*What is required*: Copy each line of the material beneath that holds the word "sled".

*Data for this exercise*:
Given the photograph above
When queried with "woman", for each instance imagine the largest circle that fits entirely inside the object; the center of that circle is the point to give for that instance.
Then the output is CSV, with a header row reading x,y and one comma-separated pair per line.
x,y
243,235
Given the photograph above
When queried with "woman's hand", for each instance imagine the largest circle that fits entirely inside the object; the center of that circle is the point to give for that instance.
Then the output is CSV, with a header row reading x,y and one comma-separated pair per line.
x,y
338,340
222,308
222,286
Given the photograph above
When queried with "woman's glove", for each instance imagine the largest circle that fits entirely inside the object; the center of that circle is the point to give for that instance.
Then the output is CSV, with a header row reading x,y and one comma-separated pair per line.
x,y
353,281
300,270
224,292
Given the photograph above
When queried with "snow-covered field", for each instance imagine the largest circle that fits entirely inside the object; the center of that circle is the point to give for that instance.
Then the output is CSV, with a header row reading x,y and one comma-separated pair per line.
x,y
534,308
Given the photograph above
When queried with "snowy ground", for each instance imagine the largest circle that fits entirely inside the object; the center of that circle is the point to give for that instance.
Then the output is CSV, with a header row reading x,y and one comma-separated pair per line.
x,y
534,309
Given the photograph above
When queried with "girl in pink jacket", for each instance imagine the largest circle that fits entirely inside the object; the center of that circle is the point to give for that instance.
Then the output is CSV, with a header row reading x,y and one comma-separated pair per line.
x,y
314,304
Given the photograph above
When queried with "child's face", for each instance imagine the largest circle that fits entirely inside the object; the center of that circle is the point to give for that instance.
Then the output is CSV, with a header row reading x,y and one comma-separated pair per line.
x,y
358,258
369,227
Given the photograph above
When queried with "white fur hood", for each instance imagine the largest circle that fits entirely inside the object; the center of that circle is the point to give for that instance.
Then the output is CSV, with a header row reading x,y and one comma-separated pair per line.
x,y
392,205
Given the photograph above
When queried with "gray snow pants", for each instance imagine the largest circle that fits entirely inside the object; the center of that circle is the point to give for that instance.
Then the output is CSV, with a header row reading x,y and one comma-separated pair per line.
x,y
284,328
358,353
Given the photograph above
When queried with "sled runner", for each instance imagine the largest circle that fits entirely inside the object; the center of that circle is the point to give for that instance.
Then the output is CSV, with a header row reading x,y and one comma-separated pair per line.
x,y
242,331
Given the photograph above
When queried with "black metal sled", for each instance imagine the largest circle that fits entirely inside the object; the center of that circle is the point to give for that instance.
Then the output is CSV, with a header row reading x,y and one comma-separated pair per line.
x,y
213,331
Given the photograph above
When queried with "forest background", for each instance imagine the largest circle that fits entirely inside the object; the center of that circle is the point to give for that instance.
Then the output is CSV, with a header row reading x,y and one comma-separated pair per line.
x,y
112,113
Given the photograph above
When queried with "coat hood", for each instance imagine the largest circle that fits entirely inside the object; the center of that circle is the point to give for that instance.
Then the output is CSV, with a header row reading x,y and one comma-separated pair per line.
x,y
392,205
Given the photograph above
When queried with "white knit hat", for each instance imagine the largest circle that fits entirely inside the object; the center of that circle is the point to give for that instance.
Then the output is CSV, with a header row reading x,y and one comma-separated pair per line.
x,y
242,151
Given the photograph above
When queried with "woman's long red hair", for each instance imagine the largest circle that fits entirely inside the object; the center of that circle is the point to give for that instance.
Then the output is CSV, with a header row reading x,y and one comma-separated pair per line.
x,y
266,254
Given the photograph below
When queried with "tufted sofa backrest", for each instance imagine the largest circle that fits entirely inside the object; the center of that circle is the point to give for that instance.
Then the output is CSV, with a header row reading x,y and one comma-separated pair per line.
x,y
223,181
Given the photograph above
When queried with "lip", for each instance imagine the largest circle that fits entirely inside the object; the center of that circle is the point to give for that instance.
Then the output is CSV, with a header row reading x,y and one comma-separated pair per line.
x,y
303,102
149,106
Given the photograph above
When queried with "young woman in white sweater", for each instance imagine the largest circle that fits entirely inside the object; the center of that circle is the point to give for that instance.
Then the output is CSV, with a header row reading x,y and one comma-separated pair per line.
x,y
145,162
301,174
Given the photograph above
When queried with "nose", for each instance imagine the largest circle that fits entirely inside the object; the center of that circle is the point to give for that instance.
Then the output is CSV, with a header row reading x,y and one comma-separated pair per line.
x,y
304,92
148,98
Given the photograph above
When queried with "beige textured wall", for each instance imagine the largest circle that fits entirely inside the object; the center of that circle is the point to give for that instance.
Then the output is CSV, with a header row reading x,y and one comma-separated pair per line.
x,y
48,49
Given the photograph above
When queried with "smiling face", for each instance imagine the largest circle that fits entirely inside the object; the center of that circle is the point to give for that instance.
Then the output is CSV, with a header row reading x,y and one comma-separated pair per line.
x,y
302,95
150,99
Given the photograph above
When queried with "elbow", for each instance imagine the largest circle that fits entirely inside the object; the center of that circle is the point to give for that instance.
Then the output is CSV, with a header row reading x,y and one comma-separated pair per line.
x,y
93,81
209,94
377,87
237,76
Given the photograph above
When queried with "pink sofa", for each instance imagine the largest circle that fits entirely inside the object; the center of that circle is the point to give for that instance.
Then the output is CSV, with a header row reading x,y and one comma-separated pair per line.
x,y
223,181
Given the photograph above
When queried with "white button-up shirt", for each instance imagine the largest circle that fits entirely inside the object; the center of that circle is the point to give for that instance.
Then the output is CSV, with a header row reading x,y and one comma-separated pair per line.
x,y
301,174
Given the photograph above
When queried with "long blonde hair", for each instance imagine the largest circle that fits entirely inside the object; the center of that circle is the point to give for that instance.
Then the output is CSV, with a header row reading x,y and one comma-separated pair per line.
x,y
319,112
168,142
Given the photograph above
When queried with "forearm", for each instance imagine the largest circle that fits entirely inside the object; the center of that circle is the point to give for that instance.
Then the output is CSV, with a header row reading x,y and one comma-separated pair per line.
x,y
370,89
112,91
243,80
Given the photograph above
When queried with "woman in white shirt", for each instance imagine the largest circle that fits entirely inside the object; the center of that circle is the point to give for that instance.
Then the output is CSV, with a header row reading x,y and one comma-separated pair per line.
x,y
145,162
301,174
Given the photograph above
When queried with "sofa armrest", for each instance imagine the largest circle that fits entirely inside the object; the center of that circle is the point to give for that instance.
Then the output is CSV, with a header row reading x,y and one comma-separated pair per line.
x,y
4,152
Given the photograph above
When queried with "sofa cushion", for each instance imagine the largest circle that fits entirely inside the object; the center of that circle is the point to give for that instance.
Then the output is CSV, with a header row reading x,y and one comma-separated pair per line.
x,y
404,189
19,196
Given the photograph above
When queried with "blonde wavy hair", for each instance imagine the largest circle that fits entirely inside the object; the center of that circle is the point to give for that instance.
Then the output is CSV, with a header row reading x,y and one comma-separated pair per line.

*Response to this exercise*:
When queried with "sled runner", for each instance imagine the largest circle that fits entirely inside the object; the center of that circle is the point to give for that instance.
When queried with "black metal sled", for each instance imagine the largest circle that fits entirely inside the object; the center of that circle is the point to give for that instance.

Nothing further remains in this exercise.